▶ [Instructions to follow]:
What comes back must be the data itself, retyped exactly.

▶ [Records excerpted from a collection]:
::::::::

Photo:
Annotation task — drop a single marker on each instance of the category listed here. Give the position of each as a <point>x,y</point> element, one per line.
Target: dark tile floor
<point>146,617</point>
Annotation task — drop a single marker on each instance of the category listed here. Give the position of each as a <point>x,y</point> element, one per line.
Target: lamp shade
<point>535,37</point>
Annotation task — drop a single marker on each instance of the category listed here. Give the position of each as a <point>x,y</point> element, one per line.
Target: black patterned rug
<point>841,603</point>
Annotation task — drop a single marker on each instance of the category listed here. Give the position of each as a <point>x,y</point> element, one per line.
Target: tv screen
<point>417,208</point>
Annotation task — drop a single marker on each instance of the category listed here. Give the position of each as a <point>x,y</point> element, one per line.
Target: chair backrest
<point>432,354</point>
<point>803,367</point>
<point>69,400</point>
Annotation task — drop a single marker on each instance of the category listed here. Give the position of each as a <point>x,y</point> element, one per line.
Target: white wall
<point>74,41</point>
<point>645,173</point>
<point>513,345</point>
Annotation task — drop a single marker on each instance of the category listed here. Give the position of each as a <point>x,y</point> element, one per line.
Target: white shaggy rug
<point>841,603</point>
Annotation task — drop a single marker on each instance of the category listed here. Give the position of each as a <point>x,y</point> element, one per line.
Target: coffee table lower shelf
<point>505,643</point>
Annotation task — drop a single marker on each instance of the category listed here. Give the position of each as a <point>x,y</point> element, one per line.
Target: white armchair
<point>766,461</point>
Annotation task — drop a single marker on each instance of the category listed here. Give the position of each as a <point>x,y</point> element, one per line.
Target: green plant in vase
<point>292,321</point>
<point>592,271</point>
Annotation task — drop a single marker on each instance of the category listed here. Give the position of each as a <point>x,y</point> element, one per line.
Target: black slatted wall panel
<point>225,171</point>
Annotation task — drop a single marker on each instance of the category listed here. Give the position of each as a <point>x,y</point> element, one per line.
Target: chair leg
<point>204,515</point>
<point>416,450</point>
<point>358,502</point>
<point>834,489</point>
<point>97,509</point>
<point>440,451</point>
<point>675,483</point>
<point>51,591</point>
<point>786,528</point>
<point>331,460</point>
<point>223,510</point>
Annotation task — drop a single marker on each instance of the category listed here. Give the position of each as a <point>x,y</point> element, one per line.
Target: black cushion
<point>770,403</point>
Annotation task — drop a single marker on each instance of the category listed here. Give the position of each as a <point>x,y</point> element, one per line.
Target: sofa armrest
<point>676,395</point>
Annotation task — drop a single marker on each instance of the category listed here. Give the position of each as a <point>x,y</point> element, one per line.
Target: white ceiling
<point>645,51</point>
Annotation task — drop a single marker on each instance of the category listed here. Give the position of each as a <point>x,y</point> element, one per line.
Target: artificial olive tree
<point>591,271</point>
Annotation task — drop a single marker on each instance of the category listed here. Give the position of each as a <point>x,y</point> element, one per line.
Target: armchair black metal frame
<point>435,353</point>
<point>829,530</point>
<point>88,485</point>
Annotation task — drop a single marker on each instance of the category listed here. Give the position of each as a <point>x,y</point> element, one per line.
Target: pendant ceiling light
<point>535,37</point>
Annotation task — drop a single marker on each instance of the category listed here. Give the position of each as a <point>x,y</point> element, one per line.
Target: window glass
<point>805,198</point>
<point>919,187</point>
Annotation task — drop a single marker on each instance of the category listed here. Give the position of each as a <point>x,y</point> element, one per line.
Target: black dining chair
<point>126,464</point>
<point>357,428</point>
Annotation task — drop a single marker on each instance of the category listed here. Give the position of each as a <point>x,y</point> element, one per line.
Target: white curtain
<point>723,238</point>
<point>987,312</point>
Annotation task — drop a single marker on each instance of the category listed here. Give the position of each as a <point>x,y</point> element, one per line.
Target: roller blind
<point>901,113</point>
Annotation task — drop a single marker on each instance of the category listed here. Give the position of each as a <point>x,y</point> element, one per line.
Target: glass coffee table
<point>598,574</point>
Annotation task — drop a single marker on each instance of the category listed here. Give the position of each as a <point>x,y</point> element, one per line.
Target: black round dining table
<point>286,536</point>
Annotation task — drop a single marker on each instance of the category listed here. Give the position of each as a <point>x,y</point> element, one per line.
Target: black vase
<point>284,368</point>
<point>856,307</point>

::::::::

▶ [Answer for the task]:
Photo:
Annotation task — drop a single marker on each instance of the category listed here. Give the position of each as a <point>x,y</point> element, one per line.
Target: dark tile floor
<point>146,617</point>
Annotation task — drop a single marker on each instance of the category listed here. Give the position of each as a <point>x,y</point> element, one per line.
Target: lamp shade
<point>535,37</point>
Annotation task — drop a single marker on each instance of the category listed here. Give the position of each as a <point>x,y</point> element, one per line.
Target: black patterned rug
<point>841,603</point>
Annotation task — drop a single marker on each instance of the category listed here. Give the position of each as a <point>x,y</point> element, one per line.
Target: tv screen
<point>417,208</point>
Annotation task — drop a single marker on each instance of the category listed here. Give the position of each as a <point>x,y</point> element, one per line.
Target: chair backrest
<point>432,354</point>
<point>803,367</point>
<point>69,400</point>
Annotation task — drop a single marker on each instance of the category listed here. Give the position of each as a <point>x,y</point> element, one per line.
Target: white wall
<point>74,41</point>
<point>645,173</point>
<point>513,345</point>
Annotation task — drop a single marker on each instance of the category listed here. Give the position of each as a <point>x,y</point> element, one per line.
Target: white shaggy rug
<point>841,603</point>
Annotation task — drop a single marker on each instance of the category listed here. Give the position of each as a <point>x,y</point> element, one per line.
Target: coffee table lower shelf
<point>505,643</point>
Annotation task — drop a single marker on each instance of the category listed here. Give the position of each as a <point>x,y</point> element, one per line.
Target: white armchair
<point>766,461</point>
Annotation task — drop a single marker on each instance of the category listed here. Give the position of each as a <point>x,y</point> element, one per line.
Target: green plant in vase
<point>292,321</point>
<point>592,271</point>
Annotation task — drop a single marker on each instance of the category listed here. Give the position of each as a <point>x,y</point> element, one per line.
Target: black slatted wall panel
<point>225,171</point>
Annotation task — drop a single marker on each instance of the category listed here. Give the position of each as a <point>x,y</point> element, one per line.
Target: chair leg
<point>204,515</point>
<point>416,450</point>
<point>358,502</point>
<point>834,489</point>
<point>97,509</point>
<point>440,451</point>
<point>675,483</point>
<point>51,591</point>
<point>786,528</point>
<point>331,460</point>
<point>223,510</point>
Annotation task — drop a single marker on each instance of the category listed here. Give the position of each as a <point>x,y</point> element, one per line.
Target: black cushion
<point>770,403</point>
Annotation task — drop a single marker on each instance of the category listed here. Give the position of each as a <point>x,y</point> element, one per line.
Target: sofa armrest
<point>676,395</point>
Annotation task — drop a single marker on each instance of the category listed here. Give the position of each as a <point>x,y</point> element, one per line.
Target: white ceiling
<point>645,51</point>
Annotation task — drop a single marker on each instance of the category listed here. Give the position of each as a <point>x,y</point> element, one per line.
Target: artificial olive tree
<point>591,271</point>
Annotation task — drop a single marker on each instance of the category listed here. Give the position of each as a <point>x,y</point> element, one per line.
Target: armchair black metal frame
<point>435,353</point>
<point>829,530</point>
<point>88,485</point>
Annotation task — drop a single marker on each instance of the category listed here. Give the position of each as a <point>x,y</point> element, one per line.
Target: pendant ceiling light
<point>535,37</point>
Annotation task — drop a single marker on each instance of the category listed here. Give the position of each as a <point>x,y</point> element, one per line.
Target: window glass
<point>805,198</point>
<point>919,187</point>
Annotation task — drop a single marker on each instance of the category listed here. Give the position of each as a <point>x,y</point> element, one per line.
Target: black dining chair
<point>126,464</point>
<point>357,428</point>
Annotation task — drop a single marker on each instance of the category listed here. Give the position of each as a <point>x,y</point> element, one per line.
Target: white curtain
<point>723,238</point>
<point>987,312</point>
Annotation task — drop a single marker on each instance of the category listed here. Give the position of each as a <point>x,y</point> element, one per line.
Target: roller blind
<point>901,113</point>
Annotation task — drop a single marker on each instance of the category listed here. Give the position of each as a <point>x,y</point> element, one per line.
Target: glass coffee table
<point>598,574</point>
Annotation task — drop a single marker on each instance of the category listed here. Give the position of each as a <point>x,y</point> element, one per line.
Target: black round dining table
<point>286,536</point>
Annotation task — drop a single marker on each instance of the category listed here. Give the position of each as a <point>x,y</point> element, one per line.
Target: black vase
<point>284,368</point>
<point>856,307</point>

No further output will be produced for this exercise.